━━ SOURCE RECORDS
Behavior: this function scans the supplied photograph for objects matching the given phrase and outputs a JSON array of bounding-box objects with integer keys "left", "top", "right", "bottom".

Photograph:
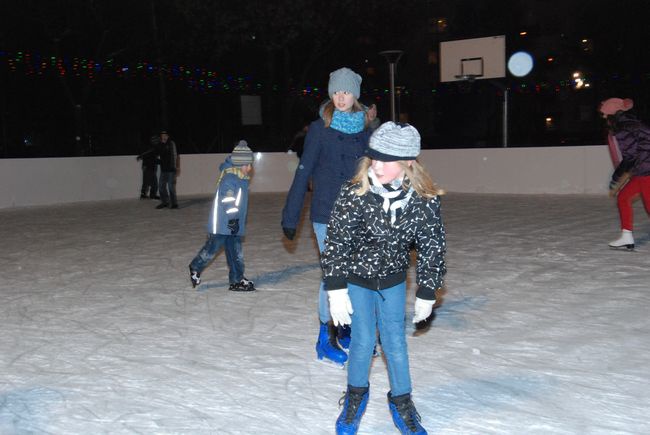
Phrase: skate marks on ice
[
  {"left": 0, "top": 387, "right": 65, "bottom": 434},
  {"left": 196, "top": 263, "right": 320, "bottom": 291}
]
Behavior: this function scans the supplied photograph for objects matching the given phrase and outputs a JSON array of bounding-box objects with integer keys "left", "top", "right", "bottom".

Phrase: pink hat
[{"left": 598, "top": 98, "right": 634, "bottom": 116}]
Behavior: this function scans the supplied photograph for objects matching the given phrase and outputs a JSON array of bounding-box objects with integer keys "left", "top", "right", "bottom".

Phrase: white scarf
[{"left": 368, "top": 168, "right": 415, "bottom": 225}]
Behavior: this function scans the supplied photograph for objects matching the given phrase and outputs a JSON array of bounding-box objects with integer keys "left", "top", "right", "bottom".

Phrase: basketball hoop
[
  {"left": 454, "top": 74, "right": 483, "bottom": 94},
  {"left": 454, "top": 74, "right": 482, "bottom": 83}
]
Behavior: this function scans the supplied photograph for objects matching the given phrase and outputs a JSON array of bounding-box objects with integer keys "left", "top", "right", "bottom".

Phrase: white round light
[{"left": 508, "top": 51, "right": 533, "bottom": 77}]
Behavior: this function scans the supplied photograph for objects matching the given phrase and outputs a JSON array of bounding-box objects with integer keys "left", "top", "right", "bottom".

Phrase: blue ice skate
[
  {"left": 316, "top": 322, "right": 348, "bottom": 367},
  {"left": 337, "top": 325, "right": 352, "bottom": 349},
  {"left": 336, "top": 385, "right": 369, "bottom": 435},
  {"left": 388, "top": 391, "right": 427, "bottom": 435}
]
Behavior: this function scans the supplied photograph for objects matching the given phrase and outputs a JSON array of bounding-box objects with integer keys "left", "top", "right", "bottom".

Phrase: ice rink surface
[{"left": 0, "top": 193, "right": 650, "bottom": 435}]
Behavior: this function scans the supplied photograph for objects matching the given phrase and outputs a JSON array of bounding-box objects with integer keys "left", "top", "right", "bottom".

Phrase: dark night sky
[{"left": 0, "top": 0, "right": 650, "bottom": 157}]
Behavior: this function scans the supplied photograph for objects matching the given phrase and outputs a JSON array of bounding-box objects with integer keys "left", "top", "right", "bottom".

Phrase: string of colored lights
[{"left": 0, "top": 49, "right": 650, "bottom": 101}]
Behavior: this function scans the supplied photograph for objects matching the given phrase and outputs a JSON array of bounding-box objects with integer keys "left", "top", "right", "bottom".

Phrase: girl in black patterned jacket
[{"left": 321, "top": 122, "right": 446, "bottom": 434}]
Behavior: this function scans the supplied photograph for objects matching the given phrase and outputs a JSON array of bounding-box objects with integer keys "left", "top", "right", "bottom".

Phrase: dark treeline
[{"left": 0, "top": 0, "right": 650, "bottom": 158}]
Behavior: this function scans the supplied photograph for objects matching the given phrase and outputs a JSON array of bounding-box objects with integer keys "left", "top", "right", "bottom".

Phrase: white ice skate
[{"left": 609, "top": 230, "right": 634, "bottom": 251}]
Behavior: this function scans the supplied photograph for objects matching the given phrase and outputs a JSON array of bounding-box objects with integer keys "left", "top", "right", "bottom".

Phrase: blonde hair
[
  {"left": 321, "top": 98, "right": 370, "bottom": 128},
  {"left": 352, "top": 157, "right": 445, "bottom": 198}
]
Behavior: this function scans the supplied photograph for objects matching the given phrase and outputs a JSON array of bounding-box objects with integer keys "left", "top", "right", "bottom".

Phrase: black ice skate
[{"left": 228, "top": 278, "right": 255, "bottom": 292}]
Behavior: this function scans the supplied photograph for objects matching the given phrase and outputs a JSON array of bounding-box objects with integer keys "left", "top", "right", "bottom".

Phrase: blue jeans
[
  {"left": 190, "top": 234, "right": 244, "bottom": 284},
  {"left": 348, "top": 282, "right": 411, "bottom": 396},
  {"left": 158, "top": 172, "right": 177, "bottom": 205},
  {"left": 312, "top": 222, "right": 332, "bottom": 323}
]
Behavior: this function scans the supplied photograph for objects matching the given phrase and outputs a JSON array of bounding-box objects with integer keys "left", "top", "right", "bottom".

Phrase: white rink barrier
[{"left": 0, "top": 145, "right": 613, "bottom": 208}]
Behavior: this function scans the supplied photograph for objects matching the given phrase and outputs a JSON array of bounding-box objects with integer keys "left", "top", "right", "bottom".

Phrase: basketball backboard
[{"left": 440, "top": 35, "right": 506, "bottom": 82}]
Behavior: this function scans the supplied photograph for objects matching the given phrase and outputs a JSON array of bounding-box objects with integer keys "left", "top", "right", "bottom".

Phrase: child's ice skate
[
  {"left": 388, "top": 391, "right": 427, "bottom": 435},
  {"left": 228, "top": 277, "right": 255, "bottom": 292},
  {"left": 316, "top": 321, "right": 348, "bottom": 368},
  {"left": 609, "top": 230, "right": 634, "bottom": 251},
  {"left": 190, "top": 266, "right": 201, "bottom": 288},
  {"left": 336, "top": 385, "right": 369, "bottom": 435}
]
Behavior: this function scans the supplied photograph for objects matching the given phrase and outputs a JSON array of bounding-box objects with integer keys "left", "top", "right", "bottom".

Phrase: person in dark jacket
[
  {"left": 156, "top": 130, "right": 179, "bottom": 209},
  {"left": 282, "top": 68, "right": 369, "bottom": 364},
  {"left": 190, "top": 140, "right": 255, "bottom": 291},
  {"left": 321, "top": 121, "right": 446, "bottom": 434},
  {"left": 136, "top": 136, "right": 160, "bottom": 199},
  {"left": 599, "top": 98, "right": 650, "bottom": 249}
]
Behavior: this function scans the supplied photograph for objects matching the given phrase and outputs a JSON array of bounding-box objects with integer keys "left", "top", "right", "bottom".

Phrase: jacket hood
[{"left": 219, "top": 156, "right": 234, "bottom": 171}]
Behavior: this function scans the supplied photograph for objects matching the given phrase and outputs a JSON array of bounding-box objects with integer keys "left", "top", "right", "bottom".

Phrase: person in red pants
[{"left": 599, "top": 98, "right": 650, "bottom": 249}]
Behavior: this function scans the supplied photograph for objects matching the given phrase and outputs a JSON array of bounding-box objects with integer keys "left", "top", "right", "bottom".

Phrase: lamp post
[{"left": 379, "top": 50, "right": 404, "bottom": 122}]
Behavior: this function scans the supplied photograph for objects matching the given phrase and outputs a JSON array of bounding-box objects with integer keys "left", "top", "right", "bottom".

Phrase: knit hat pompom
[
  {"left": 230, "top": 140, "right": 253, "bottom": 166},
  {"left": 327, "top": 68, "right": 361, "bottom": 99},
  {"left": 367, "top": 121, "right": 420, "bottom": 162},
  {"left": 599, "top": 98, "right": 634, "bottom": 116}
]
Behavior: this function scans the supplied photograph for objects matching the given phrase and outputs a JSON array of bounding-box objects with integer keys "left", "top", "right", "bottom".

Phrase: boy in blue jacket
[{"left": 190, "top": 140, "right": 255, "bottom": 291}]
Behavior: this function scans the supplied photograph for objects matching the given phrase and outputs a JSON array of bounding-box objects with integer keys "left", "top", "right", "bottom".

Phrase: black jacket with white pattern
[{"left": 321, "top": 182, "right": 447, "bottom": 300}]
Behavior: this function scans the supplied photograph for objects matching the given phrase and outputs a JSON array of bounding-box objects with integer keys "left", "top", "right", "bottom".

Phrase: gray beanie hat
[
  {"left": 367, "top": 121, "right": 420, "bottom": 162},
  {"left": 327, "top": 68, "right": 361, "bottom": 99},
  {"left": 230, "top": 140, "right": 253, "bottom": 166}
]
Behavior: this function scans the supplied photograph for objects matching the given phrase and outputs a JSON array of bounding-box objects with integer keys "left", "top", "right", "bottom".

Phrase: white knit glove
[
  {"left": 413, "top": 298, "right": 436, "bottom": 323},
  {"left": 327, "top": 288, "right": 354, "bottom": 326}
]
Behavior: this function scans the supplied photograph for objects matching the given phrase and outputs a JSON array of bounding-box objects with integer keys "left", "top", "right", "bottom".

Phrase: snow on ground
[{"left": 0, "top": 193, "right": 650, "bottom": 435}]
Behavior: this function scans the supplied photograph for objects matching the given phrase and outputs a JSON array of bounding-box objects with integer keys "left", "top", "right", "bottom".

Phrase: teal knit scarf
[{"left": 330, "top": 110, "right": 365, "bottom": 134}]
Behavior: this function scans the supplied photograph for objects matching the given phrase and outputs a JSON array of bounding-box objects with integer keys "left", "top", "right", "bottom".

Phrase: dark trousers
[
  {"left": 190, "top": 234, "right": 244, "bottom": 284},
  {"left": 158, "top": 172, "right": 177, "bottom": 205},
  {"left": 140, "top": 165, "right": 158, "bottom": 198}
]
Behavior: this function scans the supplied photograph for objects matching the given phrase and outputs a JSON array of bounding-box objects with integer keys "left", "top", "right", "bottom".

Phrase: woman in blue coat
[{"left": 282, "top": 68, "right": 370, "bottom": 364}]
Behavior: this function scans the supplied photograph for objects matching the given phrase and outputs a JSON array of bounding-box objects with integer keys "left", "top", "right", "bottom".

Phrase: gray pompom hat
[
  {"left": 367, "top": 121, "right": 420, "bottom": 162},
  {"left": 327, "top": 68, "right": 361, "bottom": 99},
  {"left": 230, "top": 140, "right": 253, "bottom": 166}
]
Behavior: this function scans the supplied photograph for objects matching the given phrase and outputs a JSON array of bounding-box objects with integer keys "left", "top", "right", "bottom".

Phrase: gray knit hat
━━━━
▶ WHAT THE EXERCISE ASKS
State how many lines of the data above contain the word "pompom". Reply with the number alone.

▶ EXERCISE OUTPUT
2